◆ WORK TASK
Filter the records below and copy every line containing the word "query".

[Extracted data entries]

#####

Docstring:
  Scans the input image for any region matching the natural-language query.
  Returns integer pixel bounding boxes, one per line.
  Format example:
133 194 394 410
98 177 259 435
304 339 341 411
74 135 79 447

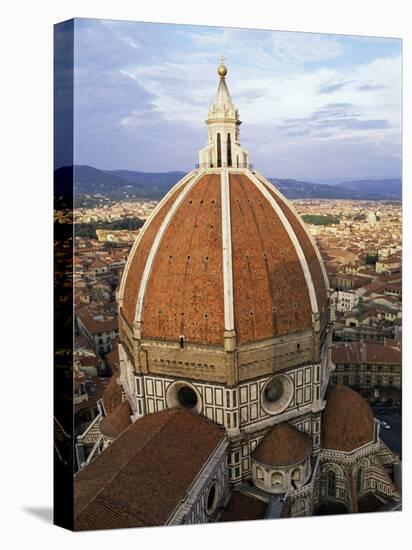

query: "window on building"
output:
206 483 218 514
271 472 283 486
327 470 336 497
217 133 222 167
179 335 185 348
226 413 231 428
356 468 363 493
227 133 232 167
256 467 264 481
177 386 198 409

#####

◆ SOLVED EXERCISE
  Scans the input image for any region matching the natural-language query.
query: "window on building"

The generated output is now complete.